Instruction A:
In the mailing list message about disk-destroyer.c, which three basic commands does the quoted overview say IEEE 1394 implements?
Instruction B:
Continue the mailing list message about disk-destroyer.c from its last sentence.

Re: TO HELL WITH IT THEN......(re: disk-destroyer.c)

From: Andre Hedrick (andre@linux-ide.org)
Date: Sun Jul 23 2000 - 17:43:53 EST


That is not my problem to solve.
That is the problem of the sub-system to address.
The liablity issue of allow a default setting have the ablitiy to damage a
customer's hardware or business is a legal issue that I do not want to
have to defend in a Court of Law.........

Must I walk the whole idea from beginning to end?

We all know the Emperor Penguin is NUDE, because the source code is public.

That which you can not see, you can not be sued for .........

Later!

On Sun, 23 Jul 2000, Andreas Bombe wrote:

> On Fri, Jul 21, 2000 at 11:43:15AM -0700, Andre Hedrick wrote:
> >
> > If you try to pass raw taskfile command to the drive and you have no clue.
> > The hardware will BUCK 99% of the time.
> >
> > Using the kernel IOCTL, it BUCKS 5% of the time and the damage is done.
> > Baically, you want me to continue helping you destroy your hardware.
> > I will not be a part of that!
> >
> > Do you allow USB to send unrestricted commands that will damage the
> > hardware?
>
> Let's have a different example: IEEE 1394, aka FireWire. The subsystem
> provides the raw1394 module, which does allow to send raw (mostly, see
> below) packets to any node on the bus. This may include disks, which
> may have dangerous commands.
>
> A short overview of 1394. This standard is an implementation of IEEE
> 1212 (CSR architecture), and as such it implements only (ignoring
> isochronous transmissions, which do only data and no commands anyway)
> three basic commands: read, write, lock (lock does some indivisable
> operations). The whole architecture is memory based, commands are not
> implemented by special transaction codes but by memory registers with
> specified side effects on read/lock/write.

Entries supplied:
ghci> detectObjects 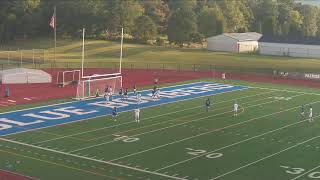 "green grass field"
[0,39,320,73]
[0,81,320,180]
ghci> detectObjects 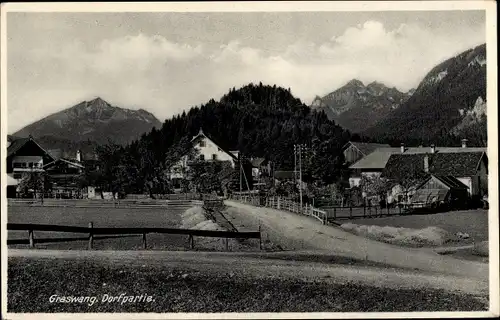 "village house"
[349,139,487,190]
[43,151,86,198]
[408,175,469,209]
[382,151,488,197]
[169,129,239,190]
[342,141,390,165]
[6,136,55,197]
[7,136,97,198]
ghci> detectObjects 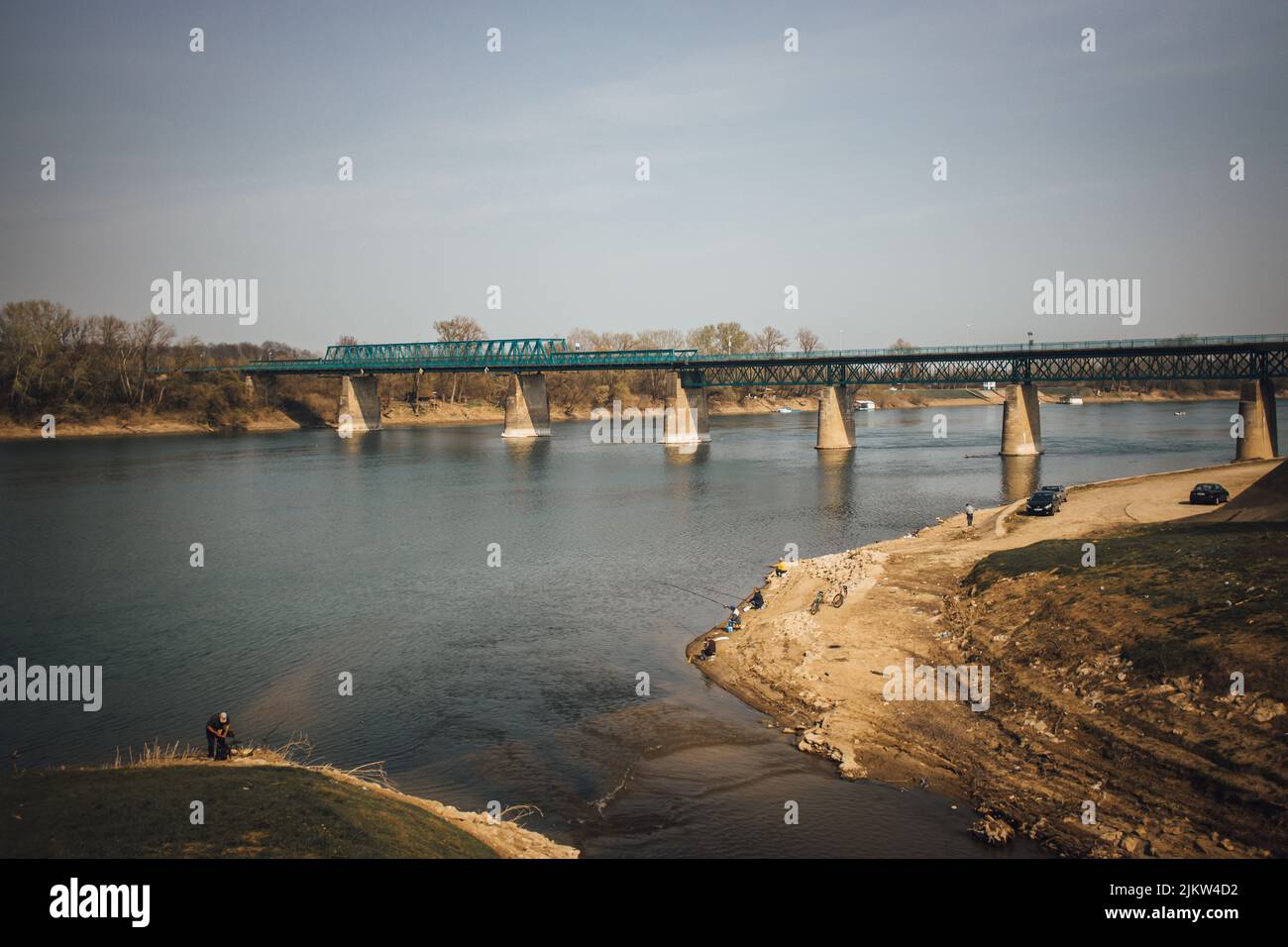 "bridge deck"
[211,335,1288,386]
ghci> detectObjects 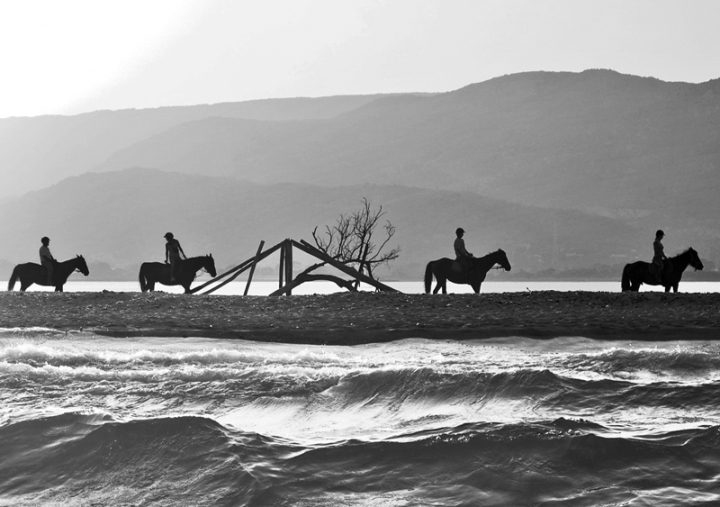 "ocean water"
[0,329,720,506]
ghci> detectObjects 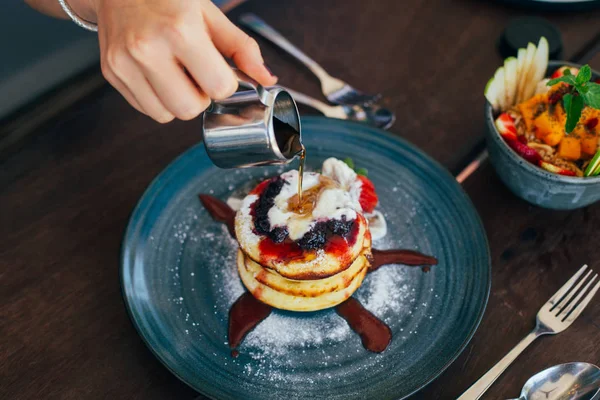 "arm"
[25,0,95,21]
[26,0,277,123]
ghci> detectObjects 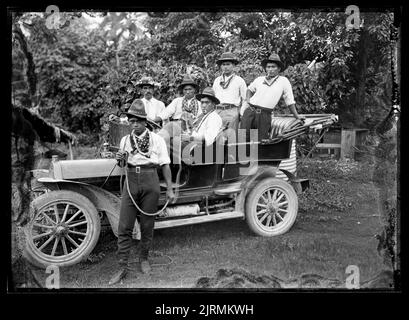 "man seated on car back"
[158,87,223,163]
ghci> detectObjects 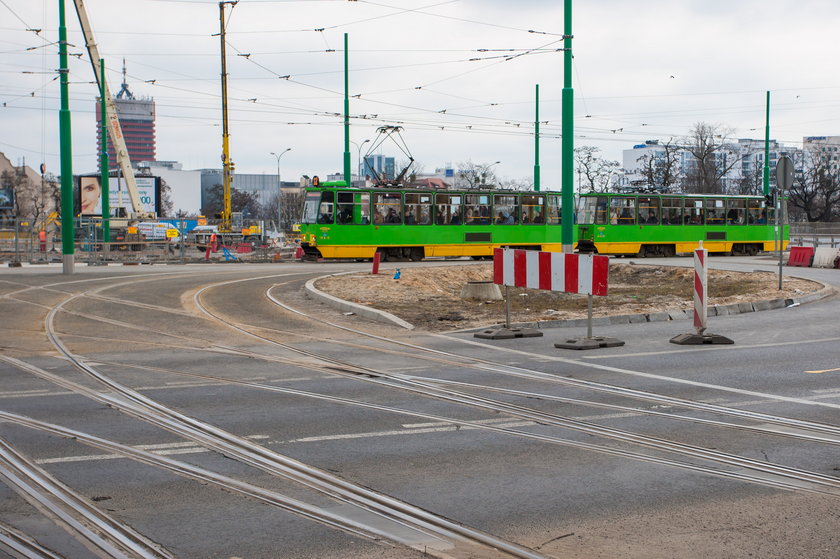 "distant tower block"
[95,59,156,168]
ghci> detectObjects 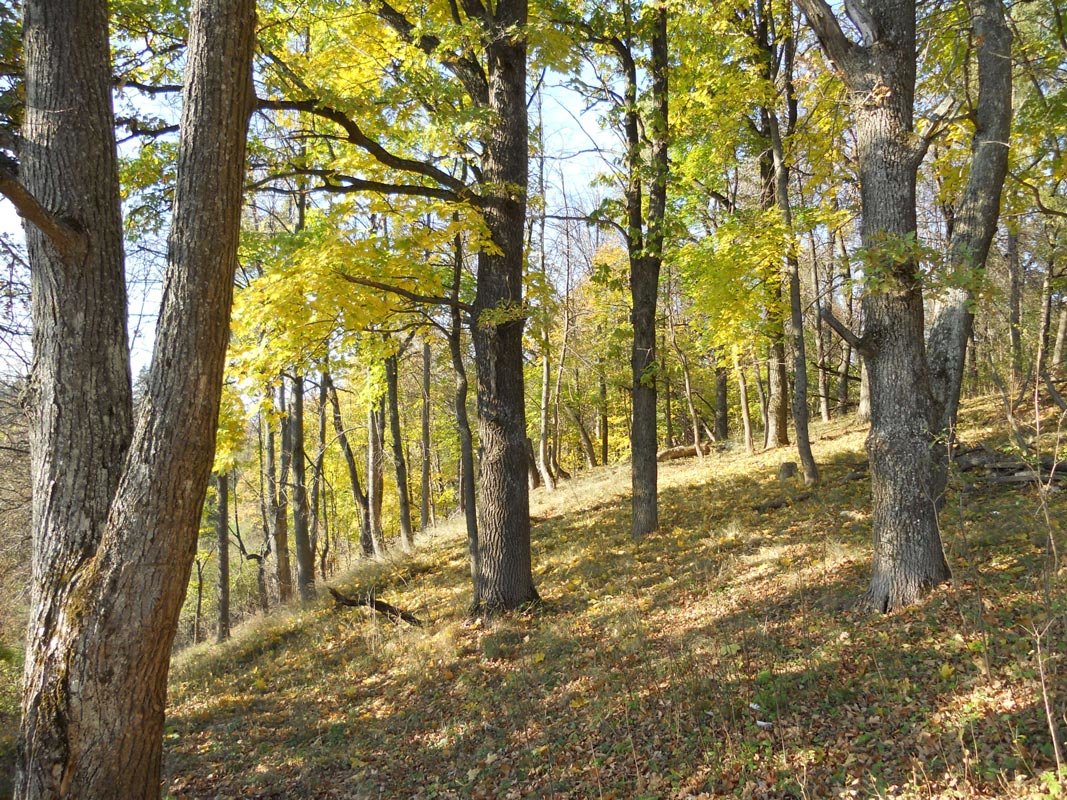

Reply A:
Read, write, and lock.

Reply B:
>
> raw1394 does not actually allow to create real raw packets, it creates
> the packets itself from requests like "write address x on node y with
> data z" (necessary, since the kernel has to handle the responses).
>
> Every node has an address space of 256 TB (48 Bit address).
>
> We can't filter by command here, since we only see addresses. How would
> you filter *that*? Addresses may be specified by standards or be vendor
> extensions. Which addresses do we allow, which do we reject? Should we
> download and parse the configuration ROM of the target node to find out
> what kind of device it is in the first place (i.e. this address is only
> to be allowed on digital video devices)? Since address ranges exist
> that serve as reception space for complete commands, should we examine
> the data to be sent if the target address matches this?
>
> How can the kernel know what is right and what is wrong? How is this
> situation different from IDE or SCSI? Should the raw1394 driver be
> wiped entirely and complete kernel drivers required for every little
> digital camera device?
>
>
> This reminds me that I should put a CAP_SYS_RAWIO check into raw1394.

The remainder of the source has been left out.